Can you convert the entries below into a two-column CSV with the headers "instruction" and "target", one row per entry, putting each entry's text in "instruction" and its answer in "target", each in a single quoted field with any line breaks replaced by spaces?

_ _ _ _ _

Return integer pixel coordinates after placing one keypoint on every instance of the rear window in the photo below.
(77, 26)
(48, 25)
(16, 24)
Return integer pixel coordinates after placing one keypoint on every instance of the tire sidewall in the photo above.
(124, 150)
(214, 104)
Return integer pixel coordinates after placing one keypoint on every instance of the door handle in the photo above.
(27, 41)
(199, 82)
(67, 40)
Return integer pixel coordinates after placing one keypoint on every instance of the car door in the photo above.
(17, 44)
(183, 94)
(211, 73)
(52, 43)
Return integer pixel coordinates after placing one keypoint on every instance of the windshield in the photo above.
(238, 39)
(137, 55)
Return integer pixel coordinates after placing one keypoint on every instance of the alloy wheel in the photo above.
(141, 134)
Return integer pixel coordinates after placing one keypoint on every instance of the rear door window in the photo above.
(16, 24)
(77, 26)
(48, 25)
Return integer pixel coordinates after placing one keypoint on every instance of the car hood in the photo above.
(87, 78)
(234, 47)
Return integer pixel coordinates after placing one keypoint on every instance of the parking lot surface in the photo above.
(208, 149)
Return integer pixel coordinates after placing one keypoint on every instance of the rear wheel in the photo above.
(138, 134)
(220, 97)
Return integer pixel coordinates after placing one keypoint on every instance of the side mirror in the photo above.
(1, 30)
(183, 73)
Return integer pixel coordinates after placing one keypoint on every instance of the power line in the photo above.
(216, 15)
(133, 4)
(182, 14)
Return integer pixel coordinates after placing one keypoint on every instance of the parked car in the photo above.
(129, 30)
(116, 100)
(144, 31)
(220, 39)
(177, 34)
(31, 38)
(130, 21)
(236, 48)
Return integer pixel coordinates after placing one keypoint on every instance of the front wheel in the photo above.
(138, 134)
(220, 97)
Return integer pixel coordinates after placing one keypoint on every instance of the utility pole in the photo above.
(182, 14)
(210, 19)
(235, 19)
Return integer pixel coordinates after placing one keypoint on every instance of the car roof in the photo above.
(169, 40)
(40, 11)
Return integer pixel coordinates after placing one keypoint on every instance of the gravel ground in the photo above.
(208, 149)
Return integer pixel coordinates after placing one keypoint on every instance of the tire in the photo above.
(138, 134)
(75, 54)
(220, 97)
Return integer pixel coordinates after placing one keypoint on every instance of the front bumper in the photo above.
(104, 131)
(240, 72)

_ _ _ _ _

### Response to this exercise
instruction,target
"Return integer pixel coordinates after placing one keypoint on every instance of the rear window in the photo below.","(77, 26) (48, 25) (16, 24)"
"Return integer pixel coordinates after placing one keypoint on every instance of the tire sidewall in the photo above.","(124, 150) (214, 104)"
"Return integer pixel coordinates after placing one keypoint on every instance of the door handle in the photo above.","(27, 41) (199, 82) (67, 40)"
"Return integer pixel coordinates after placing one keypoint on every instance of the car door in the photo above.","(17, 44) (183, 94) (211, 73) (52, 43)"
"Return integer pixel coordinates after placing one keypoint on every instance of the windshield in the photo above.","(238, 39) (137, 55)"
"Return integer pixel coordinates after placing one keypoint on every instance of the alloy wheel in the photo above.","(141, 134)"
"Return integer pixel coordinates after placing one keypoint on every instance of the rear door window in the photo above.","(16, 24) (77, 26) (48, 25)"
"Return integer pixel coordinates after placing one keypoint on every instance of the car hood in the photo above.","(87, 78) (234, 47)"
"Return integer pixel coordinates after placing one keypoint on every instance of the parking lot surface in the photo above.","(208, 149)"
"Return integer pixel coordinates after placing one keypoint on every instance of the rear wheel in the photo above.","(138, 134) (220, 97)"
"Return integer pixel coordinates after placing one keypoint on every instance of the side mirror in the photo above.","(1, 30) (183, 73)"
"Return integer pixel coordinates after placing one keypoint on every instance of the power line in the photo above.","(216, 15) (133, 4) (182, 14)"
"Return integer pixel coordinates after placing one keypoint on every instance of the parked car in the photo above.","(129, 30) (116, 100) (144, 31) (220, 39) (177, 34) (31, 38) (130, 21) (236, 48)"
"Return integer pixel coordinates after placing one keypoint on every instance of the front wheel in the photo above.","(138, 134) (220, 97)"
"Return integer pixel coordinates after placing one keypoint on every instance of the utility pole in the photo above.","(182, 14) (210, 19) (235, 19)"
"Return integer pixel coordinates after placing one keypoint on every instance of the car roof in the photo above.","(169, 40) (40, 11)"
"Return integer pixel coordinates after placing one keypoint on every instance of the gravel ground in the photo above.","(208, 149)"
"Return integer pixel coordinates after placing one keypoint on every instance of the tire in the photo above.","(138, 134) (75, 54) (220, 97)"
"Return integer pixel coordinates after placing one keypoint on every instance of the front bumper in the photo above.","(104, 131) (240, 72)"